Below are entries to return in full. Keep each one exact.

=== Extracted data ===

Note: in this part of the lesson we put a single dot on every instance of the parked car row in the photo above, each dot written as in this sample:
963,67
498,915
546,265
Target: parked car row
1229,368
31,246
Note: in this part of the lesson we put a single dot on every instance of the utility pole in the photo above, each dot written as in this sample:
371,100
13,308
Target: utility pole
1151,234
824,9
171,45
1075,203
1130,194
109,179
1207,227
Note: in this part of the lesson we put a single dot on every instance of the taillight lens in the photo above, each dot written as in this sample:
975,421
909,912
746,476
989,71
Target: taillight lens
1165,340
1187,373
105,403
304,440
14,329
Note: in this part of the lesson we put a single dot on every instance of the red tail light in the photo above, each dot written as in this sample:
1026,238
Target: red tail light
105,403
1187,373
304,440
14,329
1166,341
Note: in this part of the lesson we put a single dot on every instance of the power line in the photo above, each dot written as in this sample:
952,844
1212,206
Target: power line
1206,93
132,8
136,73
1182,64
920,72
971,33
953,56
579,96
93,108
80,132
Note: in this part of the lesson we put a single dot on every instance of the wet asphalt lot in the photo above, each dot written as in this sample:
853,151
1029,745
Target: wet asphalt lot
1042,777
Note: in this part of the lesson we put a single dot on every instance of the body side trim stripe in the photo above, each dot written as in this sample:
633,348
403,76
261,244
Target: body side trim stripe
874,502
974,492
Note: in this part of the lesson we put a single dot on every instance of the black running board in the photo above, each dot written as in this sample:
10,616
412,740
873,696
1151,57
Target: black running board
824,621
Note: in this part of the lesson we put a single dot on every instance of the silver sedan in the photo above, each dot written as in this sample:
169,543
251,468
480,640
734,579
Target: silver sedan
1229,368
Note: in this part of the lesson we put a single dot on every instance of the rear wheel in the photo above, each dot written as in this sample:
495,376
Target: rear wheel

===

Answer section:
Note: in this part of the lesson we put a single dot on every instance of the parked car row in the photo above, each dot written as in this sample:
963,67
498,915
546,265
Target: parked car row
1229,368
31,246
Note: in this part of the lesson we put a single dot on every instance of the utility pole in the photo above, each dot written as in this sample:
371,100
13,308
Target: utility pole
1151,234
824,9
171,45
1075,203
1130,194
109,179
1207,227
Note: in this part of the lesson we put a single dot on every instance of the taillight lens in the photo above, each dot written as in this sample:
975,421
909,912
746,476
989,71
Target: taillight lens
1165,340
1187,373
105,403
304,440
14,329
Note: in this part of the lesson we put a single dot on every instance of the red tail light in the photo above, each dot written as in this sample:
1026,238
Target: red tail light
105,403
1187,373
304,440
14,329
1166,341
Note: in this part of the lesson we put a single dot on every instance of the power line in the photo above, each dot written as in this sample:
952,844
1212,206
Target: power line
1206,93
132,8
136,73
1182,64
920,72
971,33
953,56
579,96
93,108
80,132
Note: in this part of the lesson we put a single dot on every instance of the wet asphalt lot in the photo above, each dot written as in this sample:
853,151
1029,745
Target: wet asphalt lot
1042,777
Note: in this part of the lesson we put a single dot on every instance of the body side trim stripe in the photo above, each dot written as in this sample:
633,348
403,76
261,244
Target: body side trim stripe
874,502
974,492
Note: in this part of the lesson we put a single dot on every instance of the black running board in the photo above, each dot written as in this sample:
10,616
412,740
873,696
1151,57
Target: black running board
824,621
Note: in this part of the lesson we put a single dot on every instance of the silver sedan in the photo above, each dot written as in this sample:
169,543
251,468
480,640
734,579
Target: silver sedan
1229,368
Note: in this part of the lesson we put a single dot on every instance of the rear wheel in the photo above, each dot written as in this sample:
495,376
Target: rear wheel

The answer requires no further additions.